* [Description of the task]
Copy the records word for word, starting at the line that contains "Objective — one" and ending at the last line of the records, with both ends included. Leave any pictures out of your copy.

* [Provided data]

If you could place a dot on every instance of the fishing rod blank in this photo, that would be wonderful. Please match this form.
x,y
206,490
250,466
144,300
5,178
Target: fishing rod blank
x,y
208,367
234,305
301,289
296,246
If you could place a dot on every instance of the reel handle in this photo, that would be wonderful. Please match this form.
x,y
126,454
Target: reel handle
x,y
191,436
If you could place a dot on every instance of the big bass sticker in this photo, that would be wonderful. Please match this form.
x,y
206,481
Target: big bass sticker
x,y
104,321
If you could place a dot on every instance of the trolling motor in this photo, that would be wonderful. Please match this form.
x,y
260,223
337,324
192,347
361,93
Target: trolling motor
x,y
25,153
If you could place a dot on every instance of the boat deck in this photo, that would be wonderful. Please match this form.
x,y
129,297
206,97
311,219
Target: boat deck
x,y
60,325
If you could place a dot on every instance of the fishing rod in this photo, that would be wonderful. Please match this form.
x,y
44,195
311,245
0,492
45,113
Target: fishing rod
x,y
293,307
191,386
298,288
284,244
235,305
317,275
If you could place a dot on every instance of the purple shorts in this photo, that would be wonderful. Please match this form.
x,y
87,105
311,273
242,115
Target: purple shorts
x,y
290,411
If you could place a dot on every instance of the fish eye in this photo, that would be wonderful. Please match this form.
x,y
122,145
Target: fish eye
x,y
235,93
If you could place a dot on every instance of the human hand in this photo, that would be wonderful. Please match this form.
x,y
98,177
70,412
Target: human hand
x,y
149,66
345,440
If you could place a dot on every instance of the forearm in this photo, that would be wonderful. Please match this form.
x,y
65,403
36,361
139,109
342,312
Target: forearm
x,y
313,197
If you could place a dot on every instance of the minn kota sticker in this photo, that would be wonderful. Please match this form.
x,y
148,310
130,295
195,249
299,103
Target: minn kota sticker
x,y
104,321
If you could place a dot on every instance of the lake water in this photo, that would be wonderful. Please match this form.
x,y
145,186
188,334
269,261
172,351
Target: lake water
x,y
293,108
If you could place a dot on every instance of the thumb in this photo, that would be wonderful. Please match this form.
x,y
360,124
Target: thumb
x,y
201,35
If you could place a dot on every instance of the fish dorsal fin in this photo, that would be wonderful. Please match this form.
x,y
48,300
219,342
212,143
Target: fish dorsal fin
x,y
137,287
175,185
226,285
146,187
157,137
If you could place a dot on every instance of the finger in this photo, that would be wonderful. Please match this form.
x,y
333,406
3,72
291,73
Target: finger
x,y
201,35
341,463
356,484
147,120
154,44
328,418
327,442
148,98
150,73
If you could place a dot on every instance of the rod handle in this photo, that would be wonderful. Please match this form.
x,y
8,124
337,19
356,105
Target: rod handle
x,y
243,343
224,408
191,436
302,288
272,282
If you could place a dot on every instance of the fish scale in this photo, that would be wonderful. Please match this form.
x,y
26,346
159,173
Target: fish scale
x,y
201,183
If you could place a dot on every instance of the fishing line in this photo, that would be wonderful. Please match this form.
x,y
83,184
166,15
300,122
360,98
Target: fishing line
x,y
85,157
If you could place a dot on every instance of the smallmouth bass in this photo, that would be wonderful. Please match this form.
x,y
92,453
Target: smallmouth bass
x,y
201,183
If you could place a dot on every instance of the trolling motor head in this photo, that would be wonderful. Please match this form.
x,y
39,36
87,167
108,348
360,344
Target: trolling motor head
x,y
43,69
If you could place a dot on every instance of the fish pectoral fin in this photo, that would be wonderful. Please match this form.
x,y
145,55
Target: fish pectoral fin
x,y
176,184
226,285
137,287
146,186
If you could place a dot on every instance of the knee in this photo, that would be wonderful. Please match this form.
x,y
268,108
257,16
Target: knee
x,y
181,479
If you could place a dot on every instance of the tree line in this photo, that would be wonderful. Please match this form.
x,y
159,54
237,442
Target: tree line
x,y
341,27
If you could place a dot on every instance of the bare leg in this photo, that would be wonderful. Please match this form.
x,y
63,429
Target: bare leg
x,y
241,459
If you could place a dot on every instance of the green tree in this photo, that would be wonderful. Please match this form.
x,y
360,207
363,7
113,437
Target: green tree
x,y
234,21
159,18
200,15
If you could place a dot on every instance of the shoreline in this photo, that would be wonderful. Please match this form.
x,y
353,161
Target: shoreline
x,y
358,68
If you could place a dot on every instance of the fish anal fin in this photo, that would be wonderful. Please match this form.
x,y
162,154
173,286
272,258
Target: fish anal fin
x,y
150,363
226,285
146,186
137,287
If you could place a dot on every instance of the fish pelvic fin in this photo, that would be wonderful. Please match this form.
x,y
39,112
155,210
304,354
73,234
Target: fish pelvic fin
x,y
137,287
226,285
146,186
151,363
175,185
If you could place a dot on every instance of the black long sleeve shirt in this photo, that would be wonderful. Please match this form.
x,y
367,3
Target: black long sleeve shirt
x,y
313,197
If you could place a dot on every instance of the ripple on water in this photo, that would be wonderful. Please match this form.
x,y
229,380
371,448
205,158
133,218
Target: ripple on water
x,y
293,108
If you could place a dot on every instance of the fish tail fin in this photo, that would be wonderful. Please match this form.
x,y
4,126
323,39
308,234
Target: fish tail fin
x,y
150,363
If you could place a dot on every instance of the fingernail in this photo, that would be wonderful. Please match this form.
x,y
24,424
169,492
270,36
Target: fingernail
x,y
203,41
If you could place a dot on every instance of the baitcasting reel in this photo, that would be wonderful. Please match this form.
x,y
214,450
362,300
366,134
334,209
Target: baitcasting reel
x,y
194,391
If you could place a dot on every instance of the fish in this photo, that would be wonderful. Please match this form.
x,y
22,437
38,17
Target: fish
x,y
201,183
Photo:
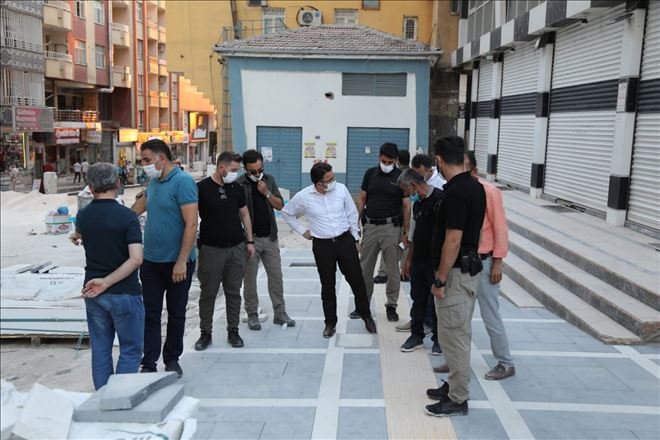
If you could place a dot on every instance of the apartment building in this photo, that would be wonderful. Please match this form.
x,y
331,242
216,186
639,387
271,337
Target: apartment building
x,y
565,101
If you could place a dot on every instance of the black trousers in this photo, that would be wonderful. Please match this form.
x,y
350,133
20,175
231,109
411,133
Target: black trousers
x,y
343,252
156,284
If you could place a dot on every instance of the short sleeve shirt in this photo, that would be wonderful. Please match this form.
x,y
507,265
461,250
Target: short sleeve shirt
x,y
463,207
384,196
163,231
107,228
219,210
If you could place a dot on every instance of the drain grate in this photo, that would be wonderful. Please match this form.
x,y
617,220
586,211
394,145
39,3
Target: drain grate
x,y
558,208
303,264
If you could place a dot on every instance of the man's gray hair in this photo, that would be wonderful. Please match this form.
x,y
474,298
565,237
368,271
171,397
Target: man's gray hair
x,y
411,176
102,177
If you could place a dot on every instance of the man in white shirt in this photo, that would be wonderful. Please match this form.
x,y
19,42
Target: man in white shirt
x,y
334,230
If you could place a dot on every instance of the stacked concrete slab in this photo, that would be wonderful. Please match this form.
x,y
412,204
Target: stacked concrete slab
x,y
132,398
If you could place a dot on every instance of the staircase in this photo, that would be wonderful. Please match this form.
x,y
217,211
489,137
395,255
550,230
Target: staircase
x,y
603,279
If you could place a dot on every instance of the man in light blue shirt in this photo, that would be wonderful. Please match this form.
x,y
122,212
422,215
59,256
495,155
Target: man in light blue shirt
x,y
169,253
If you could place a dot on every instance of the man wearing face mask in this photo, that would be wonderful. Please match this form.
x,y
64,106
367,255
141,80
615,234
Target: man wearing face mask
x,y
262,197
169,253
385,214
225,243
334,231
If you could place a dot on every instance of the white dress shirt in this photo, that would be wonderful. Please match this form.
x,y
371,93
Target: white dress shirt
x,y
329,215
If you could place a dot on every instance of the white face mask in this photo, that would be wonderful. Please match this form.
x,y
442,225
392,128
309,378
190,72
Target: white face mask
x,y
386,168
230,177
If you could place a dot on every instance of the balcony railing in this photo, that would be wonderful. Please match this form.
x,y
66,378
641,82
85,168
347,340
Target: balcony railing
x,y
76,116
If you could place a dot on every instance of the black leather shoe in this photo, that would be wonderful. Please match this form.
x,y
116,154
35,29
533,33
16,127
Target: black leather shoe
x,y
329,331
392,315
234,339
174,366
370,325
203,342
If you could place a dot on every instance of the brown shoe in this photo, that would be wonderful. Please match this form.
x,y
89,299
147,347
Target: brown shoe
x,y
329,331
500,372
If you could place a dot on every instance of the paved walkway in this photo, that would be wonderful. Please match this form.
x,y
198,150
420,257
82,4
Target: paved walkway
x,y
291,383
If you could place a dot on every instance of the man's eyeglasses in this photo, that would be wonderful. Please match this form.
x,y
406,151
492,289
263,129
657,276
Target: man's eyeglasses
x,y
223,194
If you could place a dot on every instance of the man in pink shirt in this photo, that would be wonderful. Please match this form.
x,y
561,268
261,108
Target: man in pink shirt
x,y
493,247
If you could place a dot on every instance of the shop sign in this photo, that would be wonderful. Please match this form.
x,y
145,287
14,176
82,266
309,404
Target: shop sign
x,y
33,118
199,126
127,135
67,136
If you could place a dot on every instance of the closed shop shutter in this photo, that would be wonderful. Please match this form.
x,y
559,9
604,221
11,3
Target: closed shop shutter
x,y
516,143
583,110
644,205
483,120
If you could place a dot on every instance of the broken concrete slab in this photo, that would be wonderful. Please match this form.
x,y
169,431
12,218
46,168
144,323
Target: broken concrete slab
x,y
46,415
125,391
152,410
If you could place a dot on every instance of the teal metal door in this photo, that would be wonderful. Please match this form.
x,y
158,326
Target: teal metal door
x,y
363,148
285,143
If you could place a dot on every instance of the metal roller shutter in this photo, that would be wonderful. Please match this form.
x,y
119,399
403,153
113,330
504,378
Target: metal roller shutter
x,y
516,143
644,204
483,120
583,110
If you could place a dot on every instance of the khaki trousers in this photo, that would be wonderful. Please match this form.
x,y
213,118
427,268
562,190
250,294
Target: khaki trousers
x,y
385,239
454,313
268,252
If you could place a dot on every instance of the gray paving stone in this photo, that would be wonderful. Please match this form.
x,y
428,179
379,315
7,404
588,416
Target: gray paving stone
x,y
152,410
45,415
124,391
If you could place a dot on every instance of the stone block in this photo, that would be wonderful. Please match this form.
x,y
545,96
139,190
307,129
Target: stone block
x,y
152,410
125,391
46,415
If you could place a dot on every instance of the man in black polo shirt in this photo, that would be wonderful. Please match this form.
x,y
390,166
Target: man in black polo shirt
x,y
455,256
385,214
418,263
222,250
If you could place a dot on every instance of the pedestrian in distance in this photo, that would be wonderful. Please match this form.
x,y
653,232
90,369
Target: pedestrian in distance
x,y
334,231
111,236
455,258
385,215
263,197
170,202
225,243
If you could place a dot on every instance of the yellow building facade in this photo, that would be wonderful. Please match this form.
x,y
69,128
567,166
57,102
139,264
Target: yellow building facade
x,y
195,26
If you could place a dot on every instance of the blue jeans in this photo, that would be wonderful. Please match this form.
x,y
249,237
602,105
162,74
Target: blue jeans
x,y
108,314
489,306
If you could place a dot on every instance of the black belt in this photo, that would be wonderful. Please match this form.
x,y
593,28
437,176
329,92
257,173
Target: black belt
x,y
384,221
337,238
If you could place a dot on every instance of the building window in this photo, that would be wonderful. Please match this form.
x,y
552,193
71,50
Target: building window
x,y
410,28
273,20
516,8
99,12
481,18
374,84
370,4
81,52
100,57
80,8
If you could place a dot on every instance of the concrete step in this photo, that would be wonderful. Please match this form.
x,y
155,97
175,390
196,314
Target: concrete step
x,y
620,257
567,305
631,313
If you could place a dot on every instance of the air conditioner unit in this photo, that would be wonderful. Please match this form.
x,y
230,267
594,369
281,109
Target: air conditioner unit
x,y
309,17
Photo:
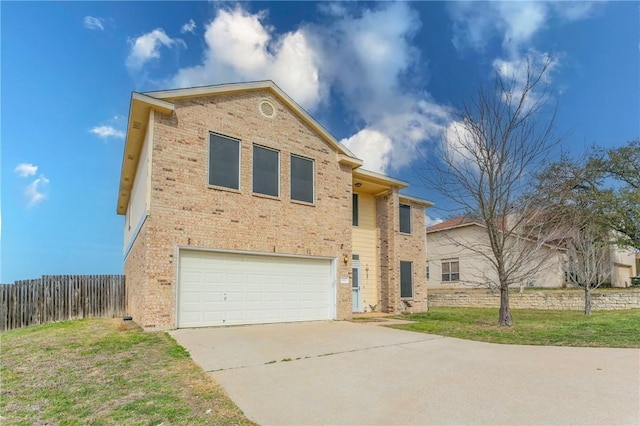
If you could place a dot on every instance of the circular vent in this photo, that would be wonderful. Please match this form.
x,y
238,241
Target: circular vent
x,y
267,109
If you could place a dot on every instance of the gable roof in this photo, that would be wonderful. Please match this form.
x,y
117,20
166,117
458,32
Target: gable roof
x,y
164,103
456,222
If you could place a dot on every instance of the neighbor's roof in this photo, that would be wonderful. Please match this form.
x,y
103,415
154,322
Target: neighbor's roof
x,y
163,102
456,222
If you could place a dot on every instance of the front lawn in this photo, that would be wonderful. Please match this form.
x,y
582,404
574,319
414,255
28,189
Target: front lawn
x,y
616,329
105,371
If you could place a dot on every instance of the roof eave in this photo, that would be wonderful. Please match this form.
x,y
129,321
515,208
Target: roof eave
x,y
138,119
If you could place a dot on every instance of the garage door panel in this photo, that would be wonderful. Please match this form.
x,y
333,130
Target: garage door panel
x,y
228,288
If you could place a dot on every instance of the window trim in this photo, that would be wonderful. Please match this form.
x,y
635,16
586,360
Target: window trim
x,y
355,210
450,273
400,207
313,180
253,175
410,278
213,185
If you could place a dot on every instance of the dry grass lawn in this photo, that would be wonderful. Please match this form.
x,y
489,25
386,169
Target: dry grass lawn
x,y
105,371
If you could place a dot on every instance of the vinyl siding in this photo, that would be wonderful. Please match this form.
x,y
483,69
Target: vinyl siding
x,y
139,201
364,244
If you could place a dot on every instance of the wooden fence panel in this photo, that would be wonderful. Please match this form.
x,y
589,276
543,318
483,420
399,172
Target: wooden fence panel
x,y
61,297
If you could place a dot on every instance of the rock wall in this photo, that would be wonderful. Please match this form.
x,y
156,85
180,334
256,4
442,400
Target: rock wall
x,y
539,299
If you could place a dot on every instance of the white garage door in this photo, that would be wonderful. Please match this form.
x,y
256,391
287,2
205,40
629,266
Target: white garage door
x,y
229,289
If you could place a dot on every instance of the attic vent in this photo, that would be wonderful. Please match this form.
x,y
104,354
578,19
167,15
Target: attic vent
x,y
267,109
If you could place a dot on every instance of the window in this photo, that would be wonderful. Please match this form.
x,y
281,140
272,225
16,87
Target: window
x,y
301,179
355,210
406,280
224,161
266,171
450,270
405,219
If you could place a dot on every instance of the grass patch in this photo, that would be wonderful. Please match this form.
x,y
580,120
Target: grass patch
x,y
103,372
615,329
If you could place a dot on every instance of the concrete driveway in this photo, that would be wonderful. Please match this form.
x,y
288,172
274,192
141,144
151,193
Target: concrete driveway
x,y
341,373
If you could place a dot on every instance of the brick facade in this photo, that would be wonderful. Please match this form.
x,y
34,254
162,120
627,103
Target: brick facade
x,y
186,212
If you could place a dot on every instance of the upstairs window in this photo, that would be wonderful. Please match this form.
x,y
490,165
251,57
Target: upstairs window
x,y
405,219
406,280
301,179
450,270
355,210
266,171
224,161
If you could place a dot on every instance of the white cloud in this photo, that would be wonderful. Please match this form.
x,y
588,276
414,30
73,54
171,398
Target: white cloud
x,y
240,47
460,146
107,132
363,56
93,23
25,169
147,47
188,27
516,22
576,10
33,191
366,56
373,148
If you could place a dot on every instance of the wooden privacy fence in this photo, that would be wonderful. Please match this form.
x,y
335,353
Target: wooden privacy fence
x,y
61,297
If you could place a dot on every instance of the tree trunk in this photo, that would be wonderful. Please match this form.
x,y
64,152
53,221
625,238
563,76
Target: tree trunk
x,y
587,300
504,319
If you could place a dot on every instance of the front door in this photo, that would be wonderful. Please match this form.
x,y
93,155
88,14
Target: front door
x,y
356,293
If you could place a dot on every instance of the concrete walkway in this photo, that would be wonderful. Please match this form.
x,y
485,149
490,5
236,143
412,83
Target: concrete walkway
x,y
341,373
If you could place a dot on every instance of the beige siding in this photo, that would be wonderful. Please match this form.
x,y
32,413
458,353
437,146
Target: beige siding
x,y
138,208
364,244
622,266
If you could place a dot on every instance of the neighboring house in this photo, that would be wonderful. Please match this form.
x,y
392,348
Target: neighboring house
x,y
240,208
453,259
623,266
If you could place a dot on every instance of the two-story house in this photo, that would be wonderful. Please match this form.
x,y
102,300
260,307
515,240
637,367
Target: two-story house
x,y
240,208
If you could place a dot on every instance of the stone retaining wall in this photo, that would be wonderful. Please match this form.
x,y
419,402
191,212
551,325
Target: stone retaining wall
x,y
540,299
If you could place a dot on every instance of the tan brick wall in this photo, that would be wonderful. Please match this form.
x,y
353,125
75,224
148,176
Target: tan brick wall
x,y
134,268
386,249
395,247
186,211
539,299
413,248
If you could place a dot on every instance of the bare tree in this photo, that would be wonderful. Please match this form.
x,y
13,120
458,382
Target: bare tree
x,y
587,264
485,166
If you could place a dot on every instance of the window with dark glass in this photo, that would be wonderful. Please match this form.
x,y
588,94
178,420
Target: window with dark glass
x,y
450,270
224,161
355,210
266,171
405,219
301,179
406,279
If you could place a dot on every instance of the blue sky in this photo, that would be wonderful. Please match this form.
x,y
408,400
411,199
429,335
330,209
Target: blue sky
x,y
384,78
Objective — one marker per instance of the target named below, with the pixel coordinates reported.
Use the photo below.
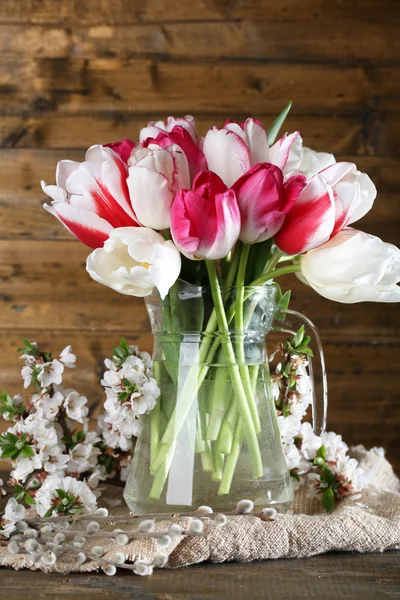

* [Written answer]
Objective — one marker per instance of the target named below, with the pixel coordinates reported.
Use the photo below.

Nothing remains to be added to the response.